# start of Data in this exercise
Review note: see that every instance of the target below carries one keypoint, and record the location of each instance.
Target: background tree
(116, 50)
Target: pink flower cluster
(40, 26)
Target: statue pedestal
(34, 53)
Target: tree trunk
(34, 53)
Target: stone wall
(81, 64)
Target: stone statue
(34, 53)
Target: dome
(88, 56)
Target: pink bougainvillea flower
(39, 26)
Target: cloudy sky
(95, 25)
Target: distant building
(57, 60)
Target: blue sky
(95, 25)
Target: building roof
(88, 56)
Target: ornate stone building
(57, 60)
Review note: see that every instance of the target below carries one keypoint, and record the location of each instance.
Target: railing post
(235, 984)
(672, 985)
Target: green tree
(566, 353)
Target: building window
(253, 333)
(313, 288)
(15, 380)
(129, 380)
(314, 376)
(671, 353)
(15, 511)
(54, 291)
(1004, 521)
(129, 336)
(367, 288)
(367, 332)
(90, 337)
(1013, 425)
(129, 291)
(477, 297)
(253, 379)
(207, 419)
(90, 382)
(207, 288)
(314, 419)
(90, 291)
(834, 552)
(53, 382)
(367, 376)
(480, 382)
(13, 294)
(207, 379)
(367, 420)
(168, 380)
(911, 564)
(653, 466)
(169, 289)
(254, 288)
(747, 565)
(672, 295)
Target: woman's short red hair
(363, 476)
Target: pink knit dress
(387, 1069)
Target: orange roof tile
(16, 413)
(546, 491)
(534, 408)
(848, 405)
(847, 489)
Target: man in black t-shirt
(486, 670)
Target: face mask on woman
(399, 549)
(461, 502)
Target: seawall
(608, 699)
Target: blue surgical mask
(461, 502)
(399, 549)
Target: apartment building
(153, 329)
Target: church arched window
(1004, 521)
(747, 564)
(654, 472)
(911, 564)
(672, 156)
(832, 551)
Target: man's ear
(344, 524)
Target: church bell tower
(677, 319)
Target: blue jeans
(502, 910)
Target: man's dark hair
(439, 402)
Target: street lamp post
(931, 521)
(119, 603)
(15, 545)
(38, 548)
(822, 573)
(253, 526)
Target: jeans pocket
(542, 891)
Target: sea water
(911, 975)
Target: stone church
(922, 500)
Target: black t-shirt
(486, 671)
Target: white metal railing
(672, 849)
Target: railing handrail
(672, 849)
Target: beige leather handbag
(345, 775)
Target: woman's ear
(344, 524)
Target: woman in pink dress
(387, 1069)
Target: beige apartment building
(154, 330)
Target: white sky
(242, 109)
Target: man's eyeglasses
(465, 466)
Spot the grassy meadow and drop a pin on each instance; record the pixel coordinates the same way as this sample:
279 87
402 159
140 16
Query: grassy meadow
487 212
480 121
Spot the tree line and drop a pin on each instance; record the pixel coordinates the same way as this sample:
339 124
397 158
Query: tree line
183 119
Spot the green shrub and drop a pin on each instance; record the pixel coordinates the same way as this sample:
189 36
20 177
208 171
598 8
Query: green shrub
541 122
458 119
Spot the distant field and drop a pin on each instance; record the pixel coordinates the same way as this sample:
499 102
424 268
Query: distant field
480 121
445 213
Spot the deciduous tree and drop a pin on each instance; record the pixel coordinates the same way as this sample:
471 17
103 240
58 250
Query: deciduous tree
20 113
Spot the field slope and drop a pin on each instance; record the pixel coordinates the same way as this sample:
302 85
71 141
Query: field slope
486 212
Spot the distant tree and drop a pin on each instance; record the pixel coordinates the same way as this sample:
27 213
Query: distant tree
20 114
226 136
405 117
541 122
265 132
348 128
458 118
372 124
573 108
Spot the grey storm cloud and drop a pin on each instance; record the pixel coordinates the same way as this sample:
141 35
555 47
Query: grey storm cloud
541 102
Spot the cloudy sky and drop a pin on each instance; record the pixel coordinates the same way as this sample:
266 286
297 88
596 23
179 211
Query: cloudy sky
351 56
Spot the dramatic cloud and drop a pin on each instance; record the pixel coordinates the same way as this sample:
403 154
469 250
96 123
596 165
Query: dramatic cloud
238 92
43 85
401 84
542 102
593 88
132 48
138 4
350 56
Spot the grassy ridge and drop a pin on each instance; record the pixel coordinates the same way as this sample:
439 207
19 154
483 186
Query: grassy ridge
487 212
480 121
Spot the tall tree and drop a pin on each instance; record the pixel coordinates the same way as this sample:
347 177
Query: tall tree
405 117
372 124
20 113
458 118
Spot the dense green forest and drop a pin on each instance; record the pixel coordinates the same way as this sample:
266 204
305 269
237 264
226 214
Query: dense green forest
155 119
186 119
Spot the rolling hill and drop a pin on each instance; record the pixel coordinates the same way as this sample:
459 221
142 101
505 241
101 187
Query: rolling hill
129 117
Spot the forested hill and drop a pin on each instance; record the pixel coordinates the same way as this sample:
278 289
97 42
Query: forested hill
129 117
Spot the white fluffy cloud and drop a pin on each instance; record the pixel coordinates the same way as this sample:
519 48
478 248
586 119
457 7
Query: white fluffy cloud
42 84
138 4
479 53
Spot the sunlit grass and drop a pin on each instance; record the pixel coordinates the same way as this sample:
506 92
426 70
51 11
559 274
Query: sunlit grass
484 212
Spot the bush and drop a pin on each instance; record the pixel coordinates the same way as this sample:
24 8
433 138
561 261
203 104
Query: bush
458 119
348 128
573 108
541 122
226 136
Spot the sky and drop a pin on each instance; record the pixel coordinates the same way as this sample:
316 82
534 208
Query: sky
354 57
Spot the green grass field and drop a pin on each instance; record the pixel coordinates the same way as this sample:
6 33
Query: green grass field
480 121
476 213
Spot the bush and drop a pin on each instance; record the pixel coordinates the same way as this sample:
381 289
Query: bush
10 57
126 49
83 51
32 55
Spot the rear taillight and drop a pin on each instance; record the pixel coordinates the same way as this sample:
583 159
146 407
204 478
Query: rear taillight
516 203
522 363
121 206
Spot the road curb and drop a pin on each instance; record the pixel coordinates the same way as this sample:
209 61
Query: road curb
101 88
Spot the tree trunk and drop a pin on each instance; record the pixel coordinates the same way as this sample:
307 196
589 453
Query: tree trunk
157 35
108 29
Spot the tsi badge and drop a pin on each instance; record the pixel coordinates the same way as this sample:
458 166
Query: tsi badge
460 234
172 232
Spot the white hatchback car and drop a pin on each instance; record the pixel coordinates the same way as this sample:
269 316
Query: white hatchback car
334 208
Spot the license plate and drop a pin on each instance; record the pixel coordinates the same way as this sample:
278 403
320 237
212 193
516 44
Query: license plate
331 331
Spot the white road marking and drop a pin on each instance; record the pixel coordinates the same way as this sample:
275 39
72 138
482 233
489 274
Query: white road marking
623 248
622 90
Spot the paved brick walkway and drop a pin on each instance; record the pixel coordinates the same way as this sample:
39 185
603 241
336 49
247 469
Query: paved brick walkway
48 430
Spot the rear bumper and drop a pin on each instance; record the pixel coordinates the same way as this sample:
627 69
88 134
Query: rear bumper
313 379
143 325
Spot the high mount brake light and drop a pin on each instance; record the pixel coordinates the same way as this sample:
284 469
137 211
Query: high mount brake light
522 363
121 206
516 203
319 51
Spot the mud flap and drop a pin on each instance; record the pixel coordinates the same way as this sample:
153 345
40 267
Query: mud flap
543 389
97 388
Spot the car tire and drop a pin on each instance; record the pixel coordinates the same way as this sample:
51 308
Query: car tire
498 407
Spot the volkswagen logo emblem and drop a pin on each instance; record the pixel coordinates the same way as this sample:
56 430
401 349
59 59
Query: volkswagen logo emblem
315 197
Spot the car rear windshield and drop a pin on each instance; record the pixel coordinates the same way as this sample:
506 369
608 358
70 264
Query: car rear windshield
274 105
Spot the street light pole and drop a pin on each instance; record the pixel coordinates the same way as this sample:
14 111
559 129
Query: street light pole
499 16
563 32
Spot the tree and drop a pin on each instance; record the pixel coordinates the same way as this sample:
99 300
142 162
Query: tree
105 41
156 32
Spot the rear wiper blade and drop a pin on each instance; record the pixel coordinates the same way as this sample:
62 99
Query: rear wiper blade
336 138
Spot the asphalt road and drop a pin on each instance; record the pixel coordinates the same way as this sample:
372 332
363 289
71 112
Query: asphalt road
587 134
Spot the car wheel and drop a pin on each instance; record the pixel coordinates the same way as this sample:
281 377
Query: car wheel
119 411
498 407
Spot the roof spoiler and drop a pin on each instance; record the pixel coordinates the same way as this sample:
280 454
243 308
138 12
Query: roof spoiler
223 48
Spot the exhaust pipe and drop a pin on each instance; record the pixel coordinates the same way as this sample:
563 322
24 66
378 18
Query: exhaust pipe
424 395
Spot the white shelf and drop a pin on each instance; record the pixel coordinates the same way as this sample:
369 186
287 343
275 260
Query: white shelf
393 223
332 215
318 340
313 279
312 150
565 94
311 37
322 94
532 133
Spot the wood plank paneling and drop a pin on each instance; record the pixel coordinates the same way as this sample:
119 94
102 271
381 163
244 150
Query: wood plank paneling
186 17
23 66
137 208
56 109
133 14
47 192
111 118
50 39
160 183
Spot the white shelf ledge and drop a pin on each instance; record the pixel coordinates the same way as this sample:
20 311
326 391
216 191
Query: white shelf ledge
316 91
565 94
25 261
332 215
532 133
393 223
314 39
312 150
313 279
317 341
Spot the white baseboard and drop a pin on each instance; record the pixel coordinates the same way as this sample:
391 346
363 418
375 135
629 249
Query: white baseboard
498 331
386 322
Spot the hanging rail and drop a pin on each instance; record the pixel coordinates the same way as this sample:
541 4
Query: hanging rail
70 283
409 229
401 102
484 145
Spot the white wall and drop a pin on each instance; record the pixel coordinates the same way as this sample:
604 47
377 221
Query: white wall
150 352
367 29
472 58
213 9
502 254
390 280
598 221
# end of Data in this exercise
== Exercise aim ==
Write out exactly the lines of the entries above that run from the line containing "Spot the car wheel" through the last line, including both.

== Output for this task ==
Spot the car wheel and drop a pin on each instance; record the pixel coordinates the same way as this sample:
281 377
Query: car wheel
119 411
498 407
Spot the roof spoiler and drop a pin on each instance; record the pixel coordinates the same way as this sample:
280 454
243 308
138 12
Query: roof spoiler
223 48
Spot the exhaust pipe and drop a pin on each instance; record the pixel coordinates the same way as this sample:
563 322
24 66
378 18
Query: exhaust pipe
424 395
Spot the white shelf and drop a pin on each instance; record the pixel coordinates the same way as this sample:
369 186
287 343
275 260
Query: white shelf
393 223
332 215
318 340
313 279
312 150
565 94
311 37
322 94
532 133
Spot the wood plank paneling and drop a pin on each instance; record the pixel coordinates the same way as this sample:
119 94
102 271
381 163
244 150
Query: wood plank paneling
186 17
23 66
137 208
56 109
133 14
47 192
111 118
50 39
160 183
Spot the white shelf ledge and drop a pin on each instance; record the pixel coordinates the same way as this sample:
20 311
326 391
216 191
Query: white shelf ledge
316 91
565 94
25 261
332 215
532 133
393 223
314 39
312 150
313 279
317 341
Spot the white baseboard and drop a pin on each instance; record the pixel coordinates the same way as this sample:
391 346
363 418
375 135
629 249
Query: white baseboard
498 331
386 322
Spot the hanging rail and drop a pin on each instance; record the pixel coordinates the same way as this sample:
541 4
Query: hanging rail
70 283
409 229
401 102
484 145
Spot the white wall and drop a pin on each instance; record the pixel coordinates the same way as this sample:
604 47
377 221
Query: white wall
150 352
367 29
472 58
213 9
502 254
390 280
598 221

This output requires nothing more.